==== QUOTED TEXT

How about you? Do you like to stick to one genre, or are you a jack of all trades like I am?


Author: G.L. Jackson

Writer, reader, amateur photographer. Mostly, I just like pretending to be a different person each day of the week.

14 thoughts on “On Genre

  1. In almost anything ever, I’m “Jill of all trades, master of none.” I’m starting to do some serious mental hacking apart of genres to figure out where they fit. New subgenres are getting born every month it seems, and Amazon just recently added a ton of new categories for literary. Plus San Francisco, Oregon, and surfing fiction? Those add more appeal. Mention them as part of the genre. Geographically rich fiction sells, a lot better than non-setting focused. I always wished I could capitalize on that, but I’m so inside my own head that I’m oblivious to the real world and probably couldn’t write strongly geographical fiction based on my own home city!

========

• PROBLEMS AND TASKS
#1 List the roles G.L. Jackson claims in the author description of the genre post.
#2 Copy from the genre post the part that opens with the words "14 thoughts on" and closes with "own home city!".
#3 In the genre post, what does the commenter say Amazon recently added?

==== DATA ENTRIES

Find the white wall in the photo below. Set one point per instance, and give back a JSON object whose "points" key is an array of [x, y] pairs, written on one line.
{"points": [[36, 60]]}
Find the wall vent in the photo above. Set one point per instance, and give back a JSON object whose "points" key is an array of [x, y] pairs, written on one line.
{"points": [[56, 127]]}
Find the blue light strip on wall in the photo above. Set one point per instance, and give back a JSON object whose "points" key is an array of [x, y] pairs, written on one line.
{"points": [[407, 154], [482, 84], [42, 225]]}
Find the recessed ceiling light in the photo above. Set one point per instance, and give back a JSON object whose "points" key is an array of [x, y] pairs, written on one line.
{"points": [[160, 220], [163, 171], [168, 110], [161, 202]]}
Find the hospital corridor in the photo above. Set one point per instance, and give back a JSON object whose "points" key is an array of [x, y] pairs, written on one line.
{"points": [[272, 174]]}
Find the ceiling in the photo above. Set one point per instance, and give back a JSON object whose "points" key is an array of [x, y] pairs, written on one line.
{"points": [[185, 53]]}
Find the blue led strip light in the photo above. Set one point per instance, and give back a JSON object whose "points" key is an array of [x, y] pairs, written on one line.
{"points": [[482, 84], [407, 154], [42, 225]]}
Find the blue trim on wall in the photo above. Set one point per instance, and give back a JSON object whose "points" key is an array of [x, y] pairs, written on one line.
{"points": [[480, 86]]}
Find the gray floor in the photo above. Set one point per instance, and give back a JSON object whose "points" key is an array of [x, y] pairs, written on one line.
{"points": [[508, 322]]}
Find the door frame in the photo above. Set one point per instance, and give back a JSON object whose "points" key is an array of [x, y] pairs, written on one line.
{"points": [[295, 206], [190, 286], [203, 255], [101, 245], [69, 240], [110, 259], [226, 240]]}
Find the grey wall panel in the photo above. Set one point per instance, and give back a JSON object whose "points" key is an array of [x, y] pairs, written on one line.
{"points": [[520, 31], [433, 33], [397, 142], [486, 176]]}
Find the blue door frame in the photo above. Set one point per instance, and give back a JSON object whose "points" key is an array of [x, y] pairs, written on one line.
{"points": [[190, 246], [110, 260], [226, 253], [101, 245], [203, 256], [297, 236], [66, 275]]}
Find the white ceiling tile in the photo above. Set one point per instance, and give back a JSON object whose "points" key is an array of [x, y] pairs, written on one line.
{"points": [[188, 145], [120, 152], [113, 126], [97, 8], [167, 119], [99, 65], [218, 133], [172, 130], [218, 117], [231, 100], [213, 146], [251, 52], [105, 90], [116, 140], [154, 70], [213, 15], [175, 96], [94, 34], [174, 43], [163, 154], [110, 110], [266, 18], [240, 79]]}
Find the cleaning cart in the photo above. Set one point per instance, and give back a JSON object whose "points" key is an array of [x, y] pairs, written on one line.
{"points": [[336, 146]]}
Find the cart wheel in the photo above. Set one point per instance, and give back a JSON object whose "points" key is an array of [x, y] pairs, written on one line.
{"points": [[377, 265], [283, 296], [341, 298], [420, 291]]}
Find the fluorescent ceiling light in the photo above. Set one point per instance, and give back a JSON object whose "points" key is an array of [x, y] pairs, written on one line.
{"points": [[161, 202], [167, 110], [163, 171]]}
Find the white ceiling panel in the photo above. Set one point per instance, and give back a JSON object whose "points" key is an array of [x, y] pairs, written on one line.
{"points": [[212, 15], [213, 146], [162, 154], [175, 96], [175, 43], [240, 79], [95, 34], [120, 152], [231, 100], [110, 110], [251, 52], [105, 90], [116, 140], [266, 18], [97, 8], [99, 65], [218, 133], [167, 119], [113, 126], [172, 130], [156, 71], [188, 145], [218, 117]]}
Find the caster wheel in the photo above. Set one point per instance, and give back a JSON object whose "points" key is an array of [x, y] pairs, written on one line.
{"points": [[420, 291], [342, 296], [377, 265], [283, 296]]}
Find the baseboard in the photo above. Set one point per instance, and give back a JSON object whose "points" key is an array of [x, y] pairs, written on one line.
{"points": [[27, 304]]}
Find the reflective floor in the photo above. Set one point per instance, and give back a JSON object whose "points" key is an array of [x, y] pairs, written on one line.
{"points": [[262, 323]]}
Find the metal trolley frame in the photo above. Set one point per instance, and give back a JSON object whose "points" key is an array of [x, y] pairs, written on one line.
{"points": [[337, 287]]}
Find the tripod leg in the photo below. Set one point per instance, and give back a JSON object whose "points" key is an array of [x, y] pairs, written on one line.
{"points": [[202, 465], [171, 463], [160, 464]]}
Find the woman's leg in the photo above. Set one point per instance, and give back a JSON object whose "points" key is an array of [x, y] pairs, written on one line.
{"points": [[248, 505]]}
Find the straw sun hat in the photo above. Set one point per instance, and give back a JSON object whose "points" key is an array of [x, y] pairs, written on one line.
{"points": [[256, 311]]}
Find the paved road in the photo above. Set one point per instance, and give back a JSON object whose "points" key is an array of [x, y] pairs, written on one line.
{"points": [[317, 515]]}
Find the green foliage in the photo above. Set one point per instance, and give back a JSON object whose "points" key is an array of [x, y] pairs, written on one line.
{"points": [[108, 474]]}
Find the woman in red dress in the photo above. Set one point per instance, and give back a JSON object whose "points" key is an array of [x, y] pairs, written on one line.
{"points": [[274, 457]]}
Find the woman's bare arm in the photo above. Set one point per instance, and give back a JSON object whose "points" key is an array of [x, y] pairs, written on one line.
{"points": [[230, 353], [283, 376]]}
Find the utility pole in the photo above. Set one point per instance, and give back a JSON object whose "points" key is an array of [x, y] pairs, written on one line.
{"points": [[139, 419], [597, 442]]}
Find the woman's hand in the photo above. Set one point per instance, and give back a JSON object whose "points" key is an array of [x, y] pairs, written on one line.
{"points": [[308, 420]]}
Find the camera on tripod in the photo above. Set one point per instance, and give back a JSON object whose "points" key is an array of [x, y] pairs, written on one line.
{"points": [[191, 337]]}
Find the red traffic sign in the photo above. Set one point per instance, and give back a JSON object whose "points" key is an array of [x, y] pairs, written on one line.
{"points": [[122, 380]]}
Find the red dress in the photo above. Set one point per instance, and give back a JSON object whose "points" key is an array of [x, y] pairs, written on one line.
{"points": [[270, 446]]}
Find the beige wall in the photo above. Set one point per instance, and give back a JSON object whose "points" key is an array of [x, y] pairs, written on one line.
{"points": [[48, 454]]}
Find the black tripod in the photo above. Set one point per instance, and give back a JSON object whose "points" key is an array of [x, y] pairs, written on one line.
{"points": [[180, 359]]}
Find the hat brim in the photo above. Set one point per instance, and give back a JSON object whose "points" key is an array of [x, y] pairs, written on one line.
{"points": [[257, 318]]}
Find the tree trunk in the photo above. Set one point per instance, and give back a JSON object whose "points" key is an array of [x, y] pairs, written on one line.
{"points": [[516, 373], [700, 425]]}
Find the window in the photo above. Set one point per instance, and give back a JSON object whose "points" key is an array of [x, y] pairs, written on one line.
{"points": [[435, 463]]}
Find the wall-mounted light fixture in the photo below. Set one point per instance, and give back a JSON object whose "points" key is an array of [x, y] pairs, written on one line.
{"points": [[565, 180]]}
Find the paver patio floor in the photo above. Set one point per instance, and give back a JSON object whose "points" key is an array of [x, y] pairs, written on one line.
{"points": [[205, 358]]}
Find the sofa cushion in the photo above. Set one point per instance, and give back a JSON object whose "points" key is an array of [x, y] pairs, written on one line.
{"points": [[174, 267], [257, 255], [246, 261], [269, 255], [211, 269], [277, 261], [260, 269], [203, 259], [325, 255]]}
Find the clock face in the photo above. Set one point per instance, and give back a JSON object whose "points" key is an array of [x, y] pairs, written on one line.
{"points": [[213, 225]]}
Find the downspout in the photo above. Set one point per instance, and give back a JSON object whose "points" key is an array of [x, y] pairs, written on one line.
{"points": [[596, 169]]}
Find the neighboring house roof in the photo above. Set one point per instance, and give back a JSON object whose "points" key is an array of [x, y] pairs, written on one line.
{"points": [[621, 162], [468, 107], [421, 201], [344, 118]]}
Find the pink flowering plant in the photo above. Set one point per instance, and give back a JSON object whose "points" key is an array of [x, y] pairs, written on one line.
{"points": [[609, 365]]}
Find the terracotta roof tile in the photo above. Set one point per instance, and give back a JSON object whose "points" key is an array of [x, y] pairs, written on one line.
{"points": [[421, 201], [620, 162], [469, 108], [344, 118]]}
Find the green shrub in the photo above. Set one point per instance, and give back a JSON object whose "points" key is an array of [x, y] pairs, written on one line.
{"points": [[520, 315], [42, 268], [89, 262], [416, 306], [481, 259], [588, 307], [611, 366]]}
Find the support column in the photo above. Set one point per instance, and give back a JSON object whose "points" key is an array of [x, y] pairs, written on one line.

========

• TASK RESULTS
#1 Writer, reader, amateur photographer

#2
14 thoughts on “On Genre

  1. In almost anything ever, I’m “Jill of all trades, master of none.” I’m starting to do some serious mental hacking apart of genres to figure out where they fit. New subgenres are getting born every month it seems, and Amazon just recently added a ton of new categories for literary. Plus San Francisco, Oregon, and surfing fiction? Those add more appeal. Mention them as part of the genre. Geographically rich fiction sells, a lot better than non-setting focused. I always wished I could capitalize on that, but I’m so inside my own head that I’m oblivious to the real world and probably couldn’t write strongly geographical fiction based on my own home city!

#3 A ton of new categories for literary.